→ What to do:
Reproduce the rows verbatim, starting at the beginning of the rows and ending with the line that contains "368L173 340L166 340L166", both ends included. Leave the pictures out of the reproduction.

[Boundary labeling items]
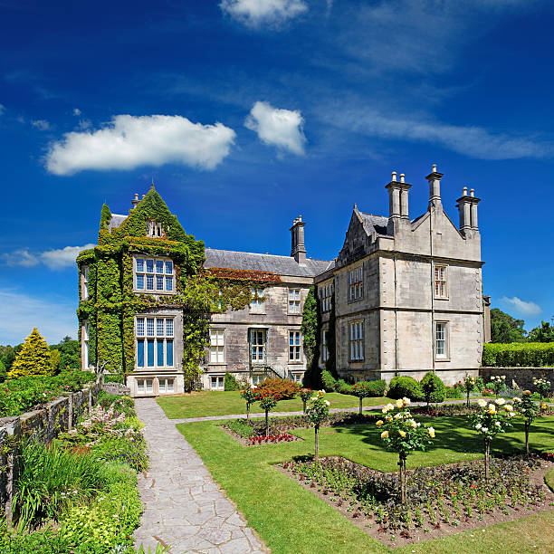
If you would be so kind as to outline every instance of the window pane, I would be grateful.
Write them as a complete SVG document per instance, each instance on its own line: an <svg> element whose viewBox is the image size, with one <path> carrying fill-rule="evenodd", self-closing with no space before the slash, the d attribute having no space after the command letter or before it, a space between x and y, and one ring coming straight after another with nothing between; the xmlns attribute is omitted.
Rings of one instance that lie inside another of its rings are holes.
<svg viewBox="0 0 554 554"><path fill-rule="evenodd" d="M144 339L137 340L137 367L144 368Z"/></svg>
<svg viewBox="0 0 554 554"><path fill-rule="evenodd" d="M157 352L157 357L156 357L156 360L158 362L158 367L163 367L164 365L164 341L163 340L158 340L157 343L158 346L158 352Z"/></svg>
<svg viewBox="0 0 554 554"><path fill-rule="evenodd" d="M147 341L147 349L148 349L148 368L154 367L154 339L148 339Z"/></svg>
<svg viewBox="0 0 554 554"><path fill-rule="evenodd" d="M173 368L173 340L166 340L166 367Z"/></svg>

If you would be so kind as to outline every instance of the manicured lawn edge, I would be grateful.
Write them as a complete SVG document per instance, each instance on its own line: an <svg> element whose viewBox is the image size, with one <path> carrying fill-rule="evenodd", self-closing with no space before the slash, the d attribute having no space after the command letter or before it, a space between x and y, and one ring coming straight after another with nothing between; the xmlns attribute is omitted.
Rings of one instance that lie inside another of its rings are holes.
<svg viewBox="0 0 554 554"><path fill-rule="evenodd" d="M551 421L549 423L551 425ZM177 428L203 458L215 482L236 503L248 524L259 533L274 554L308 554L330 550L337 553L390 551L390 549L369 538L332 508L272 467L272 464L294 455L311 452L313 444L310 440L248 448L218 429L218 425L219 422L180 424ZM325 445L325 437L322 439L321 455L340 454L330 452ZM452 444L453 440L455 437L446 444ZM506 444L512 448L521 444L519 434L515 437L506 436ZM461 456L460 451L454 454L447 461L467 459ZM473 452L470 458L479 456L477 452ZM392 460L384 462L386 465L392 465ZM530 524L530 521L536 524ZM554 512L547 512L522 521L491 526L484 532L467 531L420 545L408 545L398 551L449 554L453 551L488 552L501 549L514 552L548 551L551 547L553 528ZM507 546L510 549L506 549Z"/></svg>

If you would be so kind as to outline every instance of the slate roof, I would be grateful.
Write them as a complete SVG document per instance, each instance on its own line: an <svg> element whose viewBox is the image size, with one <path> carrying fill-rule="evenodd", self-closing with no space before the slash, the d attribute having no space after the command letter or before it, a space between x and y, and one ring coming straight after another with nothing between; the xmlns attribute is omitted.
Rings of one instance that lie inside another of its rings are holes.
<svg viewBox="0 0 554 554"><path fill-rule="evenodd" d="M362 212L360 212L359 215L364 220L369 233L375 231L377 234L388 234L387 233L388 217L385 217L384 215L374 215L373 214L363 214Z"/></svg>
<svg viewBox="0 0 554 554"><path fill-rule="evenodd" d="M108 230L111 231L114 227L119 227L129 215L121 215L120 214L112 214L110 224L108 224Z"/></svg>
<svg viewBox="0 0 554 554"><path fill-rule="evenodd" d="M298 263L291 256L205 249L205 267L224 267L252 272L270 272L292 277L315 277L332 267L334 262L310 260Z"/></svg>

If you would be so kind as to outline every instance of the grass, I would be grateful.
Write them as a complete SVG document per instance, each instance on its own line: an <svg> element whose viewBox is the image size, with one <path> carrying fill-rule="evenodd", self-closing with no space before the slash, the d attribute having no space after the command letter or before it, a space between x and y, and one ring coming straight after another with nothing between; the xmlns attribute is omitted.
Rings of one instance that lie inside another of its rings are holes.
<svg viewBox="0 0 554 554"><path fill-rule="evenodd" d="M357 407L359 400L352 395L328 393L325 397L332 407ZM158 404L169 419L185 419L186 417L205 417L207 416L229 416L231 414L245 414L246 403L241 398L239 391L224 392L203 390L192 394L175 396L158 396ZM394 402L384 396L378 398L364 398L364 406L380 406ZM302 410L302 401L300 398L281 400L274 411L300 412ZM258 403L253 404L250 410L253 414L262 412Z"/></svg>
<svg viewBox="0 0 554 554"><path fill-rule="evenodd" d="M236 503L273 554L335 554L389 552L309 491L278 472L272 464L313 452L313 430L294 433L307 440L247 448L217 426L218 422L180 424L179 431L205 460L215 480ZM431 465L475 459L482 456L481 442L467 428L463 416L433 419L437 431L435 446L427 453L408 457L408 464ZM534 425L531 448L551 445L554 416L541 418ZM500 435L493 452L521 453L522 426ZM381 448L377 428L370 425L339 426L321 430L321 455L340 454L384 471L396 469L396 456ZM286 530L286 532L283 531ZM522 521L409 545L398 552L511 552L548 551L554 532L554 512ZM533 545L536 548L533 548Z"/></svg>

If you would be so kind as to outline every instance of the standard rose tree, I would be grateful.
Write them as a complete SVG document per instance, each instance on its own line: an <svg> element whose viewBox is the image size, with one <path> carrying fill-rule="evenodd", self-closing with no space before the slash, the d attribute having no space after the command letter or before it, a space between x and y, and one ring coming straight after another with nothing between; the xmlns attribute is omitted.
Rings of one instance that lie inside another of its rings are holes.
<svg viewBox="0 0 554 554"><path fill-rule="evenodd" d="M409 398L396 400L396 406L387 404L382 412L384 419L377 422L380 428L381 438L388 450L398 454L398 467L400 473L400 492L402 503L406 504L406 459L414 450L425 450L427 444L435 438L435 429L417 423L412 417L407 406ZM393 412L396 412L393 416Z"/></svg>
<svg viewBox="0 0 554 554"><path fill-rule="evenodd" d="M510 420L515 416L513 406L506 403L503 398L487 403L482 398L477 401L479 411L471 416L475 430L482 436L484 448L485 481L489 480L489 459L491 454L491 441L499 434L505 433L511 427Z"/></svg>
<svg viewBox="0 0 554 554"><path fill-rule="evenodd" d="M313 424L315 432L315 452L314 458L318 462L320 459L320 425L329 417L329 400L325 399L325 391L320 390L308 400L306 406L306 417Z"/></svg>

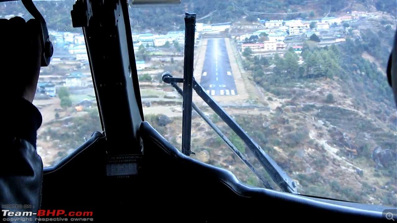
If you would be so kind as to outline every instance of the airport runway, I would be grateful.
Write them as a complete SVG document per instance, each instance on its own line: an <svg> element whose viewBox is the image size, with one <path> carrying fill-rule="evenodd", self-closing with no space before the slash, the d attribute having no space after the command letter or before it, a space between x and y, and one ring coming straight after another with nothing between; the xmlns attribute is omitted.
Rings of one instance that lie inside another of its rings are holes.
<svg viewBox="0 0 397 223"><path fill-rule="evenodd" d="M200 85L212 96L237 95L223 38L208 40Z"/></svg>

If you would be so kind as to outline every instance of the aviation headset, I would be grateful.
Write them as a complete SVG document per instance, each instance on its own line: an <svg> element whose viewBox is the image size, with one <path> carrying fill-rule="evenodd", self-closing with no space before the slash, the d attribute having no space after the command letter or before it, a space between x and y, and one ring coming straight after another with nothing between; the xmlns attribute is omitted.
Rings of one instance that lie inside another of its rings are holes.
<svg viewBox="0 0 397 223"><path fill-rule="evenodd" d="M22 3L26 8L26 10L33 16L33 18L40 23L40 41L42 50L41 66L47 66L50 64L51 57L54 54L54 47L50 41L50 36L48 35L48 30L47 28L46 21L39 10L37 10L32 0L22 0Z"/></svg>

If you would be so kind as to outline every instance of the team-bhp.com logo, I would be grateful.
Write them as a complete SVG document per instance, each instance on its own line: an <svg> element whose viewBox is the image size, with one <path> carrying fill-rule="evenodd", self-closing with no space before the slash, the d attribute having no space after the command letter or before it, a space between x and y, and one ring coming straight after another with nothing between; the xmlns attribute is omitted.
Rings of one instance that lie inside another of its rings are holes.
<svg viewBox="0 0 397 223"><path fill-rule="evenodd" d="M2 210L4 221L12 222L93 222L92 212L66 212L64 210L39 210L31 211L12 211Z"/></svg>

→ Problem solution:
If you would be so kind as to outline every instance of the window pane, I would be grateful.
Write them as a complete SVG document per instance, each instance on its own line: an <svg> element whose viewBox is the image size, with one <path> carrying fill-rule="evenodd", self-closing with no space before the slash, the d attribute having no space after the command letter or before it, a space between x and y, and one ring coming straight after another with nothing between; the xmlns attribute is omitted.
Rings of one instance that lie inside another of its rings are holes.
<svg viewBox="0 0 554 554"><path fill-rule="evenodd" d="M144 339L137 340L137 367L144 368Z"/></svg>
<svg viewBox="0 0 554 554"><path fill-rule="evenodd" d="M157 352L157 357L156 357L156 360L158 362L158 367L163 367L164 365L164 341L163 340L158 340L157 343L158 346L158 352Z"/></svg>
<svg viewBox="0 0 554 554"><path fill-rule="evenodd" d="M147 341L147 349L148 349L148 368L154 367L154 339L148 339Z"/></svg>
<svg viewBox="0 0 554 554"><path fill-rule="evenodd" d="M173 368L173 340L166 340L166 367Z"/></svg>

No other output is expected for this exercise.